Copy out the following material line for line, everything from the line containing "of the yellow-green" down to the line containing "pixel 280 124", both included.

[Dataset excerpt]
------------------------------------------------
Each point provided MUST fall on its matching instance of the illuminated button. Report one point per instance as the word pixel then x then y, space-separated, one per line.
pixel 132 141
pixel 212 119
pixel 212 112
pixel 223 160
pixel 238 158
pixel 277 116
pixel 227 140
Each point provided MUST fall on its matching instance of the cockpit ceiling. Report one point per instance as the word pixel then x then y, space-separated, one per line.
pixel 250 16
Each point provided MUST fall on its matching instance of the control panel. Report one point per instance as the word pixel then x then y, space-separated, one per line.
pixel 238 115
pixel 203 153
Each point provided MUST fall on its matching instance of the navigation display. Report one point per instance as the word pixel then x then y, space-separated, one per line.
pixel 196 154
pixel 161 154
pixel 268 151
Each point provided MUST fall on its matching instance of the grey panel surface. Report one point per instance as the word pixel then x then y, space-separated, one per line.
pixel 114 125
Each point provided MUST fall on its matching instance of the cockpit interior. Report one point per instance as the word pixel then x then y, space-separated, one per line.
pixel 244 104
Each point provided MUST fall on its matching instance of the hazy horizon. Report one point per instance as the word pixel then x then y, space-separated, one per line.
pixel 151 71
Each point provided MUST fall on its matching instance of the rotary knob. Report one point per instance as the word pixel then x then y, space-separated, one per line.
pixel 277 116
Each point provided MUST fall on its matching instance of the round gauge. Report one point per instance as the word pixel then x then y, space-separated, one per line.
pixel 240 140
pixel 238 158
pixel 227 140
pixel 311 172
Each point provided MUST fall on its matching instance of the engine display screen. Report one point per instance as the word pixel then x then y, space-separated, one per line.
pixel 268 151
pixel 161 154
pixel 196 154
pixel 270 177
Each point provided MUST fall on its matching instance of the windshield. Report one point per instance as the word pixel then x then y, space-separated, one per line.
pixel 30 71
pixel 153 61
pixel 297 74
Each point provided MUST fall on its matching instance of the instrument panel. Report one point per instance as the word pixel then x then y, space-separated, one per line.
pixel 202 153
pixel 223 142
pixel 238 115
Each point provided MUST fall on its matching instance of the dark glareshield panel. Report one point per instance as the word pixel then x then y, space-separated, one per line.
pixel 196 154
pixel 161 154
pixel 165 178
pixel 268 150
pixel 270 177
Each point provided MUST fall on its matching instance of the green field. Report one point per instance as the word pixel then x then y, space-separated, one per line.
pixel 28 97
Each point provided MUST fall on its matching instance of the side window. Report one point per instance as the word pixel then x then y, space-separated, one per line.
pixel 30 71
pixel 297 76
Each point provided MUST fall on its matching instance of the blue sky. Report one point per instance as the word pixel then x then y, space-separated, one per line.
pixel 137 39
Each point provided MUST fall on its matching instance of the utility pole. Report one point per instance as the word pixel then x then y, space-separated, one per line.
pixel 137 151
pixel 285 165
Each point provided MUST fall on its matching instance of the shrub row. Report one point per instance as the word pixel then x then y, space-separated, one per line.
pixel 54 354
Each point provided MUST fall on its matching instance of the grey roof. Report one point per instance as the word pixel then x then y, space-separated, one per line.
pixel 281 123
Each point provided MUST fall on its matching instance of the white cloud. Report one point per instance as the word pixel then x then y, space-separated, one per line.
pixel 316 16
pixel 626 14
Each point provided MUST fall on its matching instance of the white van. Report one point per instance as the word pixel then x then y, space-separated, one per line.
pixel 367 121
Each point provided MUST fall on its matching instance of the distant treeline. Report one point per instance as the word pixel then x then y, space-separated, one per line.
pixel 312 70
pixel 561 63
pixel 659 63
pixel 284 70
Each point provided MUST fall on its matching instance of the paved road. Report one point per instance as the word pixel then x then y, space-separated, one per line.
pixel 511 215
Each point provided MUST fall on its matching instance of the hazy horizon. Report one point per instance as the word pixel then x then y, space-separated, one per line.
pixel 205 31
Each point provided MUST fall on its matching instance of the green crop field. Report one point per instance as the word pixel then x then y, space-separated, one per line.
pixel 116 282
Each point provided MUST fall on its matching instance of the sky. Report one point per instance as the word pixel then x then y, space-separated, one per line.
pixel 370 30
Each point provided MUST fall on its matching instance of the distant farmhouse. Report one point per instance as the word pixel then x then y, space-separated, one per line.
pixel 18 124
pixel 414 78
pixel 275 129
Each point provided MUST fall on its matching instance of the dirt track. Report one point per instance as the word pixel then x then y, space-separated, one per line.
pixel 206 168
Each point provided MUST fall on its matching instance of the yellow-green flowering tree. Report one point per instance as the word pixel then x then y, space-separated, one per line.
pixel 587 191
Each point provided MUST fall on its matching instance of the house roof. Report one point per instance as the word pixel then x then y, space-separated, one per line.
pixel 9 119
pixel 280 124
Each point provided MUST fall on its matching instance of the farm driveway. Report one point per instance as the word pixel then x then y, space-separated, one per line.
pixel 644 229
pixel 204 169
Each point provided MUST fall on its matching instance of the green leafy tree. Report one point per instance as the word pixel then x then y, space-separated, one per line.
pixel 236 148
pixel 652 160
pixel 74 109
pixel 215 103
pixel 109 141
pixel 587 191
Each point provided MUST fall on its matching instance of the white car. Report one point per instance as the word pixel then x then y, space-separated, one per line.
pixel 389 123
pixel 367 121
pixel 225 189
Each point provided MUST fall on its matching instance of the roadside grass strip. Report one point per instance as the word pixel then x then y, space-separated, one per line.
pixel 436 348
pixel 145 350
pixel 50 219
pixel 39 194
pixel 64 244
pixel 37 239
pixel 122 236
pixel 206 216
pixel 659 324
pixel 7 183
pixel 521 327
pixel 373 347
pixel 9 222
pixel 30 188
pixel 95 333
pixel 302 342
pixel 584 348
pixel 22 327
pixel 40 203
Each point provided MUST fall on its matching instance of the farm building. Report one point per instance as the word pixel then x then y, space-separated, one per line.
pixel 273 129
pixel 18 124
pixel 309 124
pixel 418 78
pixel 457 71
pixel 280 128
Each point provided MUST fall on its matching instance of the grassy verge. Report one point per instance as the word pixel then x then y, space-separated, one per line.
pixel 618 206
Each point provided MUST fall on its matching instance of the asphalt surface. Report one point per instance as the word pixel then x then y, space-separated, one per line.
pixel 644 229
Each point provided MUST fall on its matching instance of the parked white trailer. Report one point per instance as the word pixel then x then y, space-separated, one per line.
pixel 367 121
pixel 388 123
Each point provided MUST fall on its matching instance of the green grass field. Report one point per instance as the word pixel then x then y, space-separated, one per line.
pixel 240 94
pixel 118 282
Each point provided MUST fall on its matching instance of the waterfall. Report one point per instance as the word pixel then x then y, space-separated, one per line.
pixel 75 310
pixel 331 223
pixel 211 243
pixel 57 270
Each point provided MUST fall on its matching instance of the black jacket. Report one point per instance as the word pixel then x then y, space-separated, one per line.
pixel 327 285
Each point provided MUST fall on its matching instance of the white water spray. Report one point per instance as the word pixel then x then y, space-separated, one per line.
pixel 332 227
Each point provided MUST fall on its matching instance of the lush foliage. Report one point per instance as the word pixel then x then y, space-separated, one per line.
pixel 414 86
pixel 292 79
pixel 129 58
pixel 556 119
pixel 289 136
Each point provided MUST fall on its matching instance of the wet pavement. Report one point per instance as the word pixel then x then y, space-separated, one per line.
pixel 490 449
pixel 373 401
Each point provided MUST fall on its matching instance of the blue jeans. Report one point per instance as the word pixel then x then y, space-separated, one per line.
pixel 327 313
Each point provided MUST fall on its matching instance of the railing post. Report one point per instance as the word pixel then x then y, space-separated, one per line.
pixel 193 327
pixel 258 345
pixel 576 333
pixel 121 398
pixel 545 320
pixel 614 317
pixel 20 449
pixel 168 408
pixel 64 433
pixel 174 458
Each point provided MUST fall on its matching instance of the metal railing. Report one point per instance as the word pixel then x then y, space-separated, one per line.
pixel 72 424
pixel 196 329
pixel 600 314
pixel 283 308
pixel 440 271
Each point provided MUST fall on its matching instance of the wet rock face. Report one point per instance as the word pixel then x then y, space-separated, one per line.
------------------------------------------------
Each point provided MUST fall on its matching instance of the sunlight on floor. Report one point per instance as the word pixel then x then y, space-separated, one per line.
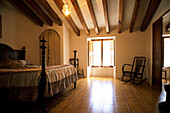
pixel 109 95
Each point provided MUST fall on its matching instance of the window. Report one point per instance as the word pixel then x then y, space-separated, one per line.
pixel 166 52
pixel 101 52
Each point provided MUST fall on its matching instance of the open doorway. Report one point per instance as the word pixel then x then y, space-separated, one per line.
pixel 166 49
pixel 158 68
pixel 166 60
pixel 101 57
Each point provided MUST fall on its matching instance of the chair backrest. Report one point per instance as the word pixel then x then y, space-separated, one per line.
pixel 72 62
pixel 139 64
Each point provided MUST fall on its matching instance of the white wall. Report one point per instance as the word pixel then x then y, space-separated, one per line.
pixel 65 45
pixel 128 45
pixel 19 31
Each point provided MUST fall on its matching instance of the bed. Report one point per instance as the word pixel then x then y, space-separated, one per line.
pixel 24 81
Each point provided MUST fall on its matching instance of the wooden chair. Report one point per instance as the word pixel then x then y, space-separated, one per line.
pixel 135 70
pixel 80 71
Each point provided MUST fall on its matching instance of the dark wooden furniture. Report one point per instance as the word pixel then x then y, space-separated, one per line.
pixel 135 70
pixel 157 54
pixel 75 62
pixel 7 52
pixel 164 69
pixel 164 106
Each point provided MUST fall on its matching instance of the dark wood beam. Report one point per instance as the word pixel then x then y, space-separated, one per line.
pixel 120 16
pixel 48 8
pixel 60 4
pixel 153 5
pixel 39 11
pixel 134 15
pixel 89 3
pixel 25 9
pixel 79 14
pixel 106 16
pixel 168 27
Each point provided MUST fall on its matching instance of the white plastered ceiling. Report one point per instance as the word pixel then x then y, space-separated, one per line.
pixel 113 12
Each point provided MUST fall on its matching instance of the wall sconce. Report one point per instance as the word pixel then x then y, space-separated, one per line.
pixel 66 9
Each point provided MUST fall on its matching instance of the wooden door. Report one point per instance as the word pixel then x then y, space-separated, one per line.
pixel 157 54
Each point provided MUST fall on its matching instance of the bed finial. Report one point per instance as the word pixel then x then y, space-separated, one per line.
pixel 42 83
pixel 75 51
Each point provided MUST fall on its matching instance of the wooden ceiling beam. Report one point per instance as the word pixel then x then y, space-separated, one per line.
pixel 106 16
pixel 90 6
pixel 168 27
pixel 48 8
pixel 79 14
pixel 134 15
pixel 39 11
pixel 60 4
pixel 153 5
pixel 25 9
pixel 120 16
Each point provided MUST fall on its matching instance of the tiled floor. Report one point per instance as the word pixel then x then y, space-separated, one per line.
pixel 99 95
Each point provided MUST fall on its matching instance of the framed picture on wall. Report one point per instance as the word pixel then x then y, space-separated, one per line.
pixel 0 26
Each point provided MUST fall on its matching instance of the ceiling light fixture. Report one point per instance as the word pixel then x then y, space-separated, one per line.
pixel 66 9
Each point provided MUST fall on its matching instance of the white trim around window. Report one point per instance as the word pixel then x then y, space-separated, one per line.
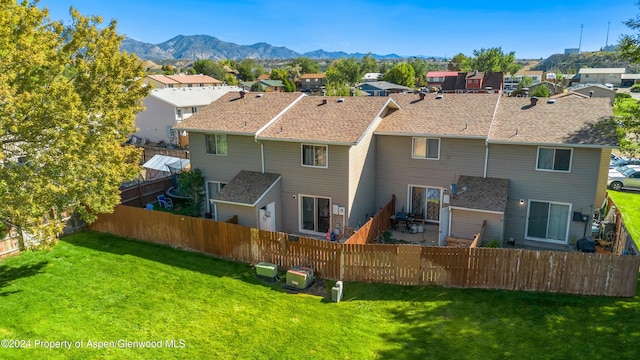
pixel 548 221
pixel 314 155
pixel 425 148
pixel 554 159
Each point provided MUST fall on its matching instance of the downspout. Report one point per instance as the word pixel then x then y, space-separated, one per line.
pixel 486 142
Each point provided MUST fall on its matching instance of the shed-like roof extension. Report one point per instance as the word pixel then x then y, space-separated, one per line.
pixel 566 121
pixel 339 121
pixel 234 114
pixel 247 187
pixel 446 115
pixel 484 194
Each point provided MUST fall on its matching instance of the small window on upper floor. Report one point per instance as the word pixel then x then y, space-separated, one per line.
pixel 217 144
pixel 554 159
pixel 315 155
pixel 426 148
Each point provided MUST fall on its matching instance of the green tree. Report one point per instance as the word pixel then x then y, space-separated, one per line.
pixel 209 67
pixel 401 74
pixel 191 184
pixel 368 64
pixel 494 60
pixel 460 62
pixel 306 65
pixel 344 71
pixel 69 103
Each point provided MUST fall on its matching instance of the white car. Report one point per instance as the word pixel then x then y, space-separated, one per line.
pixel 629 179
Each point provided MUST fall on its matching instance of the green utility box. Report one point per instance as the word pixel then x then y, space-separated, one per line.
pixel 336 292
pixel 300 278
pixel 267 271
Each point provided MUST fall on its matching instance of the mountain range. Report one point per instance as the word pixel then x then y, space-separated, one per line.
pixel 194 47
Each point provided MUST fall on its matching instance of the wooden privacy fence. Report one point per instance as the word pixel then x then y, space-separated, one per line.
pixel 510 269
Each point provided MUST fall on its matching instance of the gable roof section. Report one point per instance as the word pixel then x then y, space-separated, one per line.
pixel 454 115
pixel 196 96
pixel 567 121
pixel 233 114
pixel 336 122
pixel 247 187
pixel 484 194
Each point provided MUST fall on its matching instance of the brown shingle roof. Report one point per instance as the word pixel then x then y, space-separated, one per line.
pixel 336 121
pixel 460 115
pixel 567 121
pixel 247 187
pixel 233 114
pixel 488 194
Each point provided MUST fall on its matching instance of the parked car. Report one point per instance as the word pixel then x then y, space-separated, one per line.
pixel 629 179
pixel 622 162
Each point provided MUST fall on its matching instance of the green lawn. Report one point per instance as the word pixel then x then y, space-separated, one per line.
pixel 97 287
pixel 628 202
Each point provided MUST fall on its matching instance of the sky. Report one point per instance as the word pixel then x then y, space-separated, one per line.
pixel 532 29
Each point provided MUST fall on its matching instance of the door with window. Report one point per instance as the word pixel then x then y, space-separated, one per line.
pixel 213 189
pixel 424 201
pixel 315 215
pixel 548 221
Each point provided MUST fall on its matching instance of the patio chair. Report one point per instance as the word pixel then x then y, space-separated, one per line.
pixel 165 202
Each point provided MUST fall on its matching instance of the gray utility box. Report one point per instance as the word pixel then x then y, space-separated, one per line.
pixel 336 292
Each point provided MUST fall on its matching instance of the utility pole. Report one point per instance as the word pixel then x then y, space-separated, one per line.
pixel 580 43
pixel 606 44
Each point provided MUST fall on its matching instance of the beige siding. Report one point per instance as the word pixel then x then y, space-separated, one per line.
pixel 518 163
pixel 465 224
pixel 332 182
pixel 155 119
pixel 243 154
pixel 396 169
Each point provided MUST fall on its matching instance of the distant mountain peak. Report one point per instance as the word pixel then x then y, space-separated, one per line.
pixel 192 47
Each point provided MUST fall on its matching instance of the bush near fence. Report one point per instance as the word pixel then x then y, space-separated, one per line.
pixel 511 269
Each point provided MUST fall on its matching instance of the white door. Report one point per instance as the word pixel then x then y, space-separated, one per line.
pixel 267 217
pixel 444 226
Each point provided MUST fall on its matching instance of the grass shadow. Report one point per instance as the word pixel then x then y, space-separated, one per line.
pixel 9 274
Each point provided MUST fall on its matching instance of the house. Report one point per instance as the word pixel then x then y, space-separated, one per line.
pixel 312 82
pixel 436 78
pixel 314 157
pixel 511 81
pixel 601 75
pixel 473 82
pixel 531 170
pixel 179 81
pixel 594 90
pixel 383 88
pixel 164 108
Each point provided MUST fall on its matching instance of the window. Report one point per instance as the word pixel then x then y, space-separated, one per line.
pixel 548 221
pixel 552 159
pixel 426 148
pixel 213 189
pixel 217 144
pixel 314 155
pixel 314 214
------------------------------------------------
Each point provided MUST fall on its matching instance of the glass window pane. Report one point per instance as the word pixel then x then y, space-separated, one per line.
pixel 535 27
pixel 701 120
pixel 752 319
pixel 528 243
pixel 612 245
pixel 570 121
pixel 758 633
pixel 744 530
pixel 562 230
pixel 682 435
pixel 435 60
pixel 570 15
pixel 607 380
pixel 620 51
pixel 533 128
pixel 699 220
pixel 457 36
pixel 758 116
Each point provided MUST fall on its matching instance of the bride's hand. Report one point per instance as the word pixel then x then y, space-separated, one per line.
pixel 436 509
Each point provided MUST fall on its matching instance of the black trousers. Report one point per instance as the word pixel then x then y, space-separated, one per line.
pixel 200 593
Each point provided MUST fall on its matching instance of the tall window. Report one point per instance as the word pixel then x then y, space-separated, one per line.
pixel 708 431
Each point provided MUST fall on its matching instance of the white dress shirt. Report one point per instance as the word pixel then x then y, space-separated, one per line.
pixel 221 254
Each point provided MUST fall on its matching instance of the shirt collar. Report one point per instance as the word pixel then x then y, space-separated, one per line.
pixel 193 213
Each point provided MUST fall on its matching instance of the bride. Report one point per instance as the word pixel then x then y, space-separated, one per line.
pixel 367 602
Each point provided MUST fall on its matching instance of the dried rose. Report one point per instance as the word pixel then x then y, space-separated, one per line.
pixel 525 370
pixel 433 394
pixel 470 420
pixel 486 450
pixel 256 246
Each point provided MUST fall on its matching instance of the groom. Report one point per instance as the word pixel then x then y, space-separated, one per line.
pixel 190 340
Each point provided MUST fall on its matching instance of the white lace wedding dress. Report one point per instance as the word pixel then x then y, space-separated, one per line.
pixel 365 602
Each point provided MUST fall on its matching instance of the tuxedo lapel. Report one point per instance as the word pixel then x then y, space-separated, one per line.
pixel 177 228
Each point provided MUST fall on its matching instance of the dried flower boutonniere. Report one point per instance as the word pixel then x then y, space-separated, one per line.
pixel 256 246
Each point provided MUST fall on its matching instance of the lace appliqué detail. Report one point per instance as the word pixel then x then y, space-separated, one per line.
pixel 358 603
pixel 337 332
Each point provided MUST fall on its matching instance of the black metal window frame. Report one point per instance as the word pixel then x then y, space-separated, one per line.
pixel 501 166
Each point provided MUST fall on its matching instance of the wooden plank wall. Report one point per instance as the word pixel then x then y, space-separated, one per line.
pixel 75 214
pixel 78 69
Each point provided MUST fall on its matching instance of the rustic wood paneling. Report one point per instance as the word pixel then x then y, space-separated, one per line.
------------------------------------------------
- THE OUTPUT:
Each point provided MUST fall on its matching instance of the yellow-green flowering tree. Report one point per instance as the word pixel then x then y, space-separated, one per line.
pixel 587 191
Each point provided MUST fall on its matching instance of the house roof. Report one point per instance as the word pixel then x then y, space-separated, one per line.
pixel 9 119
pixel 280 124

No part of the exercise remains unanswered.